Reading passage:
— start —

Bonds are getting their heads handed to them -- with the futures off 26/32 at last count. The dollar is ripping, up more than a cent against the euro. And stock futures are up 14 (on the S&P).

UPDATE:
I can not stress how important today's activity in the bond market could be. The low-115 area is the critical level for the continuous long bond futures. If we break there, I think it's going to get ugly.

4 Comments:

  • Mike:

    Are you looking at June or September futures?

    BTW, I read Dr. Weiss's book - Crash Profits. Loved it!

    - Shankar

    By Anonymous Anonymous, at May 2, 2008 at 12:09 PM  

  • I'm just using the continuous contract function on my terminal, or in this case, the June futures.

    By Blogger Mike Larson, at May 2, 2008 at 12:39 PM  

  • Forgive me, but I don't get why this could become ugly in the bond market.

    Any chance you'd enlighten me?

    Am a regular reader.

    By Anonymous Anonymous, at May 2, 2008 at 6:09 PM  

  • shtove -- by "ugly," I mean that a break of critical technical support by long bond prices could bring about more technically driven selling. We could see a sharp drop in bond prices, and a sharp spike in bond yields. So "ugly" in this context means "ugly price action." Hope that explains things better.

— end —

[Coordinate annotation data]
— start —

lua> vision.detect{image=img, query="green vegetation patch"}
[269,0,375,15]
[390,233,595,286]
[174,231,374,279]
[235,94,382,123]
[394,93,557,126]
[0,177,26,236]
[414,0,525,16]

— end —

Exercise task:
Copy the passage of the bond market post between "By Blogger Mike Larson, at" and "a regular reader.", inclusive, substituting "longtime reader" for "regular reader".

Finished answer:
By Blogger Mike Larson, at May 2, 2008 at 12:39 PM  

  • Forgive me, but I don't get why this could become ugly in the bond market.

    Any chance you'd enlighten me?

    Am a longtime reader.